**Work order**
For each line below that contains the word "blazer", return that line.

**Data extract**
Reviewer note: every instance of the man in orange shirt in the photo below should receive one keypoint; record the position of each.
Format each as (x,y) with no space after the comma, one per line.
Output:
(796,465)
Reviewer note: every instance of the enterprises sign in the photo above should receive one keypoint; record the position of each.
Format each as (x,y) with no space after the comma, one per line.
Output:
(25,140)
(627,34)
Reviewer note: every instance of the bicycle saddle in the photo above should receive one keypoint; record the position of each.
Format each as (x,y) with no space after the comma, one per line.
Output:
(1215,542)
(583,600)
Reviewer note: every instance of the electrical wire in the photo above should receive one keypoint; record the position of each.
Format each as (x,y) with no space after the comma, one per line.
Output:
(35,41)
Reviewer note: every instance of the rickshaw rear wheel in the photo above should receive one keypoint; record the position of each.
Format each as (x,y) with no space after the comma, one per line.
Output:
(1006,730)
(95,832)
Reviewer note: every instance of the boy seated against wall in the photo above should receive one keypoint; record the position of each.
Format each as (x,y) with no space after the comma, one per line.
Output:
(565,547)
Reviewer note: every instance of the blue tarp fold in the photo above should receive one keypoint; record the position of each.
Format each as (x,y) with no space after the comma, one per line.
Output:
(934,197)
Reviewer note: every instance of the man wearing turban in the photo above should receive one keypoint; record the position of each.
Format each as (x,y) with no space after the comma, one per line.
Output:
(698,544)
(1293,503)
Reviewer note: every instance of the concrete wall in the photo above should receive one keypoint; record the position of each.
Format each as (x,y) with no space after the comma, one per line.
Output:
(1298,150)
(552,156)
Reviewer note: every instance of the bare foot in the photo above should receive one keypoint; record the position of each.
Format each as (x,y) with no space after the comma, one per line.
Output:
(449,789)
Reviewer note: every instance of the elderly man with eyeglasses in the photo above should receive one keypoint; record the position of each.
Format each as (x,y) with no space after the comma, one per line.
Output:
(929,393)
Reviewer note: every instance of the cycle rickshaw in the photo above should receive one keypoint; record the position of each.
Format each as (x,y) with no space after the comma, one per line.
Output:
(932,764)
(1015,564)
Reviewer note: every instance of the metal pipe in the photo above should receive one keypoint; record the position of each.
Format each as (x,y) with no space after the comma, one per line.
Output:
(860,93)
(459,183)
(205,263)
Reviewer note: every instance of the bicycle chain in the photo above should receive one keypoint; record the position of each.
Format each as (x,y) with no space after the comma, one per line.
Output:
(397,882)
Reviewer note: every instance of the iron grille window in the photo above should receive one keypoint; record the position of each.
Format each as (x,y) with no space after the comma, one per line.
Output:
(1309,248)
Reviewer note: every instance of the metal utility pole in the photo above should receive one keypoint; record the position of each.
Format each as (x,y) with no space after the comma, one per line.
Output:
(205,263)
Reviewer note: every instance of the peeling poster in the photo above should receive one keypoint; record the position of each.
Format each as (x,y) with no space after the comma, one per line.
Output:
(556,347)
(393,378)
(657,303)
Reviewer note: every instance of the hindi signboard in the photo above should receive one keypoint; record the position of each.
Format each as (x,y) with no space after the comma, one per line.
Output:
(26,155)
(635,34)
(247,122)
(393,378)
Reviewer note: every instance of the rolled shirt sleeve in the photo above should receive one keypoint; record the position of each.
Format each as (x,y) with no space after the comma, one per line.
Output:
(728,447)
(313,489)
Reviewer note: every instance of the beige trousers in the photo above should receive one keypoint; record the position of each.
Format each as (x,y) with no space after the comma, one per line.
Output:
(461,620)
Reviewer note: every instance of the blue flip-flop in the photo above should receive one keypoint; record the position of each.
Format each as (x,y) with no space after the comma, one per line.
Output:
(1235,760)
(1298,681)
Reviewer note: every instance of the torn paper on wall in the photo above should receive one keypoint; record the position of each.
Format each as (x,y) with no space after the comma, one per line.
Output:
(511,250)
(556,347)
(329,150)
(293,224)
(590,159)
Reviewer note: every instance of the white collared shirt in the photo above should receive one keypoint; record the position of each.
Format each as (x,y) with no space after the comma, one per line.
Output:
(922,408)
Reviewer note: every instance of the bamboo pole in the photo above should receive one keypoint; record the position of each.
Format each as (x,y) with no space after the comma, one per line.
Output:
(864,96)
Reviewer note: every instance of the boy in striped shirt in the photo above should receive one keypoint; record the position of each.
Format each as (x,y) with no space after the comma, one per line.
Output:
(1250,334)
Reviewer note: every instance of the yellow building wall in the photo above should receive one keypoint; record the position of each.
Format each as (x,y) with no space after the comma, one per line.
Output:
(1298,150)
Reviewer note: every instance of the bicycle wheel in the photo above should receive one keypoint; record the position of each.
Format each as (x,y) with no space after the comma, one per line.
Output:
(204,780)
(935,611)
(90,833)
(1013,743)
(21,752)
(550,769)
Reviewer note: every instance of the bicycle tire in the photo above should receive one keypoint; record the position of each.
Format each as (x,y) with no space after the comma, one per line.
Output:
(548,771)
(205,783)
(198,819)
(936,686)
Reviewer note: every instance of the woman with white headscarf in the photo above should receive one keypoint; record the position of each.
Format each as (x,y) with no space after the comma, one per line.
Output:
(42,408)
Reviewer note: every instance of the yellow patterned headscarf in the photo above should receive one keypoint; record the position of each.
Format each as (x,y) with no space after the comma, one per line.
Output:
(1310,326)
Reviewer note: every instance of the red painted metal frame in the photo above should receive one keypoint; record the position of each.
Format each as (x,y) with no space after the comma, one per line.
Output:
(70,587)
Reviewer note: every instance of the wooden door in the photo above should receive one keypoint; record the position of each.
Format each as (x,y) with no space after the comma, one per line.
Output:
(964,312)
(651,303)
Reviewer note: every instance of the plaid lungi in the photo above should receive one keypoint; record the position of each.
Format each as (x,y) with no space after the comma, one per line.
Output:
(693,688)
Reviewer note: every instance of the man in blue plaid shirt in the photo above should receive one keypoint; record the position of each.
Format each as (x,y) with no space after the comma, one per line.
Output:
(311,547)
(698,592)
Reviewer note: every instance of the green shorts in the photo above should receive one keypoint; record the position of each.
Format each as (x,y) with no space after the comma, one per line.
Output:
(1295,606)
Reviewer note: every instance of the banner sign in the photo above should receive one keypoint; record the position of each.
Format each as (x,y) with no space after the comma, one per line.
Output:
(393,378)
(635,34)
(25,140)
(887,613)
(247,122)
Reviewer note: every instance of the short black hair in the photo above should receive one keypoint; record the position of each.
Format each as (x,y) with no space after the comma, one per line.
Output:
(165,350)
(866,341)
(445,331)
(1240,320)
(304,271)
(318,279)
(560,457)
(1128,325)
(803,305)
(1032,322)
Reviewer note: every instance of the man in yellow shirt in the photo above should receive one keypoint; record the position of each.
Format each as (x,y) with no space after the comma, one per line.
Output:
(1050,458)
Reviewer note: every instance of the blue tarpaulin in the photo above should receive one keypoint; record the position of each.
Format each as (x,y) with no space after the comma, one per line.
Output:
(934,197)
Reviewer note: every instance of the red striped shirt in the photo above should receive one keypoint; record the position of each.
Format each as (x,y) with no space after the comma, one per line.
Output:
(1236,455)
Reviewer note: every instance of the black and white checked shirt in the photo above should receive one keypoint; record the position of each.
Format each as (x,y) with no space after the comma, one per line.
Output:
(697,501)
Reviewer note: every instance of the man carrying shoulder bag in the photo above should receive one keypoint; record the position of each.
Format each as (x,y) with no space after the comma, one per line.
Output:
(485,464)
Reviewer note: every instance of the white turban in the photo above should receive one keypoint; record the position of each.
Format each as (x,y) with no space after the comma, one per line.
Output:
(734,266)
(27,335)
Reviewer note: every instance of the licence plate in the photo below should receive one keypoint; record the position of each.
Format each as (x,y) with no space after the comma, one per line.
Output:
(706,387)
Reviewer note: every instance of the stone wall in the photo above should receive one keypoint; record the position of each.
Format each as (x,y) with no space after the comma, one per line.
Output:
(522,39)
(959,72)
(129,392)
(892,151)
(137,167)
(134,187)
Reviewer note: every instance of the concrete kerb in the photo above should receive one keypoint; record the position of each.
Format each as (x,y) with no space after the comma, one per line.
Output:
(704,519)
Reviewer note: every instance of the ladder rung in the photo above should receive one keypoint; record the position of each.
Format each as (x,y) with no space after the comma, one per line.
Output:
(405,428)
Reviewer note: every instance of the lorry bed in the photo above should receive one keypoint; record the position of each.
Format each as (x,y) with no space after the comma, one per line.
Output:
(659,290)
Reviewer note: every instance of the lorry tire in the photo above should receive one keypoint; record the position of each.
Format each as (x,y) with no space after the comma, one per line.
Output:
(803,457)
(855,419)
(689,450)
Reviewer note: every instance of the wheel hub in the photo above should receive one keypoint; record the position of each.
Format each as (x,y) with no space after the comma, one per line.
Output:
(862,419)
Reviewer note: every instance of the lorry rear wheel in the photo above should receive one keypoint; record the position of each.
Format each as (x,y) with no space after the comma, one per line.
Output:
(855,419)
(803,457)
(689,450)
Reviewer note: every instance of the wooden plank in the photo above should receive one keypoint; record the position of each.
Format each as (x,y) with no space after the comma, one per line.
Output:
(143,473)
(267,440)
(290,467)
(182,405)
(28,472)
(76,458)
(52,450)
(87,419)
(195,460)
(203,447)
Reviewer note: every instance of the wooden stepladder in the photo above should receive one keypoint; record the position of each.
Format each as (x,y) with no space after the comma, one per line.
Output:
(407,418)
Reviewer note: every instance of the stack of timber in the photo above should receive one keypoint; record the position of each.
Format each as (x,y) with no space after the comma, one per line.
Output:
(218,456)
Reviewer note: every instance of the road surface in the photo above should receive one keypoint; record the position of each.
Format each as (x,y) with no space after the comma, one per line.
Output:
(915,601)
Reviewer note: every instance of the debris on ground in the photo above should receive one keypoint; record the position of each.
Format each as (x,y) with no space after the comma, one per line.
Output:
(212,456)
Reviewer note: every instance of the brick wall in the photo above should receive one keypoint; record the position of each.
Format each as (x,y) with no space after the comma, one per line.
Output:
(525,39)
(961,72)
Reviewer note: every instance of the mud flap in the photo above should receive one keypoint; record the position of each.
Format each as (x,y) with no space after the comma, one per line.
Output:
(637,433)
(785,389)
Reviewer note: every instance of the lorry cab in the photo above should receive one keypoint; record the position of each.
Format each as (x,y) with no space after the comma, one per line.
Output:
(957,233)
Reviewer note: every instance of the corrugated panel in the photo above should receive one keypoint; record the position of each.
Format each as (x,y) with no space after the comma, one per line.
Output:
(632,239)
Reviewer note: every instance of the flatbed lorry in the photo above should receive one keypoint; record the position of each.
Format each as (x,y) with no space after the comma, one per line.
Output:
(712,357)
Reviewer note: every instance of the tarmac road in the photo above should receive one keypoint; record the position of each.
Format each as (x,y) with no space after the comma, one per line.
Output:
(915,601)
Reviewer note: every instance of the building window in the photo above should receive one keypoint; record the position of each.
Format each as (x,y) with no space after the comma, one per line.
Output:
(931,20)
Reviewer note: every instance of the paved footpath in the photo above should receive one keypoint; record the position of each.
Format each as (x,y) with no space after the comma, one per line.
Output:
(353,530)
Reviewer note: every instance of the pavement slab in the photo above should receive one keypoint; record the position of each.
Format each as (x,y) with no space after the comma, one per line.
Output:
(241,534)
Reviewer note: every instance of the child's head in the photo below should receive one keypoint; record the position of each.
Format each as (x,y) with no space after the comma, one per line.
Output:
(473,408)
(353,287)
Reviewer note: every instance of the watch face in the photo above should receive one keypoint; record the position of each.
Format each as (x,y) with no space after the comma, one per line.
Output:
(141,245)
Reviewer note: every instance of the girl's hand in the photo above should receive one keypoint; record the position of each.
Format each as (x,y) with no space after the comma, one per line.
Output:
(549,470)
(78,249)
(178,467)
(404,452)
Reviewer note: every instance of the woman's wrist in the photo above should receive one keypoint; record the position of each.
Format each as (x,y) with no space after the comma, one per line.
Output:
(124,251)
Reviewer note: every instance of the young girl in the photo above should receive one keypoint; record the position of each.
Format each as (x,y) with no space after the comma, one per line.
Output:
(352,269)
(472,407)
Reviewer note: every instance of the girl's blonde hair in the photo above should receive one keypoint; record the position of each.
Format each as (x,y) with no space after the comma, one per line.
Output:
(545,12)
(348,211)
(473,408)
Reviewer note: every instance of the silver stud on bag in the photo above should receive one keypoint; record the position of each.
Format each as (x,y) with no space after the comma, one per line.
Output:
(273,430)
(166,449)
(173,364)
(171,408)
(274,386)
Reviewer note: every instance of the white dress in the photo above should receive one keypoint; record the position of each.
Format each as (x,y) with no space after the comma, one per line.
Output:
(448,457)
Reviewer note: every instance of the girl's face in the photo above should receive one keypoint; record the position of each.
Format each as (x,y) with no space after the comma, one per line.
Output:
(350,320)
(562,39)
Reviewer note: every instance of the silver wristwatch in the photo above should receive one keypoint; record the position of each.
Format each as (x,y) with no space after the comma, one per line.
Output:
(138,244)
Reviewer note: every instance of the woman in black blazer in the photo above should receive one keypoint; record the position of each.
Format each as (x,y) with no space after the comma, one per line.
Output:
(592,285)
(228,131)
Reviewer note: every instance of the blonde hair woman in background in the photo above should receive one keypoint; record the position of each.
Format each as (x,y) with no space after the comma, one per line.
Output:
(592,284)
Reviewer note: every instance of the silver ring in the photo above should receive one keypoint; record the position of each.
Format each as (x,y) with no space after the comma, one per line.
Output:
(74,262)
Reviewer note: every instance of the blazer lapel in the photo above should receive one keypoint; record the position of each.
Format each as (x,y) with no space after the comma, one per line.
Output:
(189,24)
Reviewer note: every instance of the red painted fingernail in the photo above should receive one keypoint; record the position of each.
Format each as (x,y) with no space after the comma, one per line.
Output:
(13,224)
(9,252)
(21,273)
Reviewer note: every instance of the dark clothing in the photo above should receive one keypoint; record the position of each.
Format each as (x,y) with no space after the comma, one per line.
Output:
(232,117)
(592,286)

**Response area**
Reviewer note: every instance of the woman in black blazer in the photo above should receive one keypoint; record the position of each.
Reviewer note: every instance of the blazer lapel in the photo above should receive one keypoint; record the position of each.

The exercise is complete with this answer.